Render everything in the records from the line containing "Where can the" down to the line containing "Give the pixel", both of those lines included, as a numbered list with no blank lines.

### [Material to process]
----

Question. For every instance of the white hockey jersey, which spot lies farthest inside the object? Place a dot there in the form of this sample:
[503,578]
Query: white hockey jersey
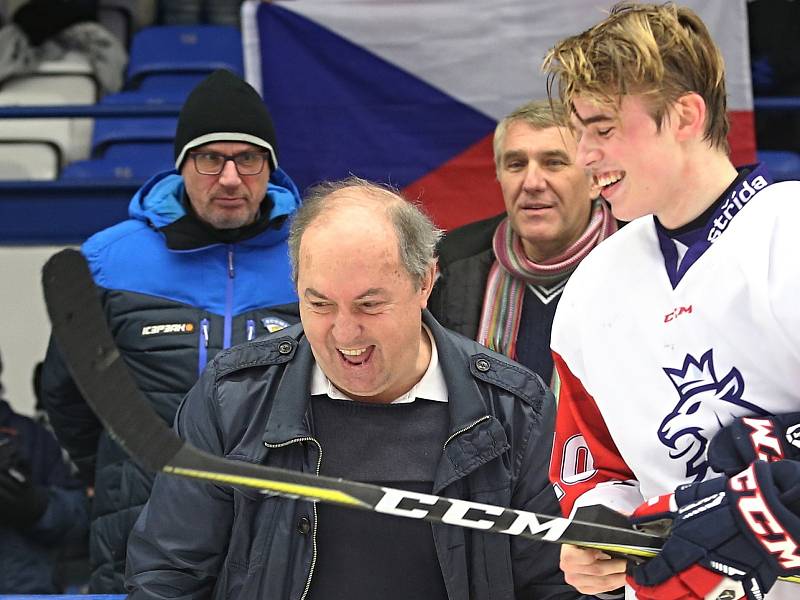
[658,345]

----

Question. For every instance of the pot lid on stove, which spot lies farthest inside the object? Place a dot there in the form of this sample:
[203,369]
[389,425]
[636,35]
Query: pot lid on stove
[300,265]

----

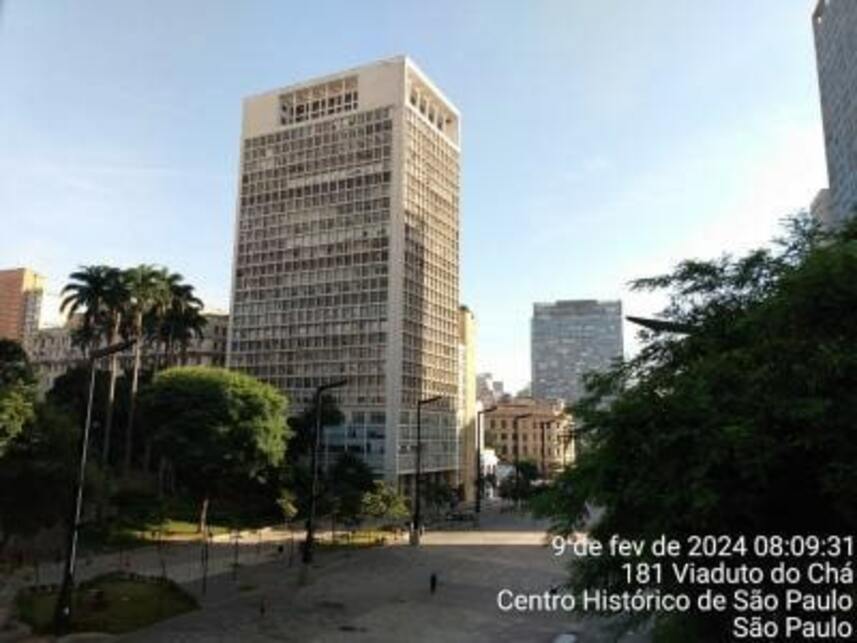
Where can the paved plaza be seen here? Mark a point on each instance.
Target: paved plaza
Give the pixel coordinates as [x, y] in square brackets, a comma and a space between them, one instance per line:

----

### [Exercise solution]
1. Where can the paved plaza be seen here? Mark a point on each instance.
2. Target: paved plaza
3. Give the pixel coordinates as [x, y] in square brackets, a comma and a space between them, one instance per line:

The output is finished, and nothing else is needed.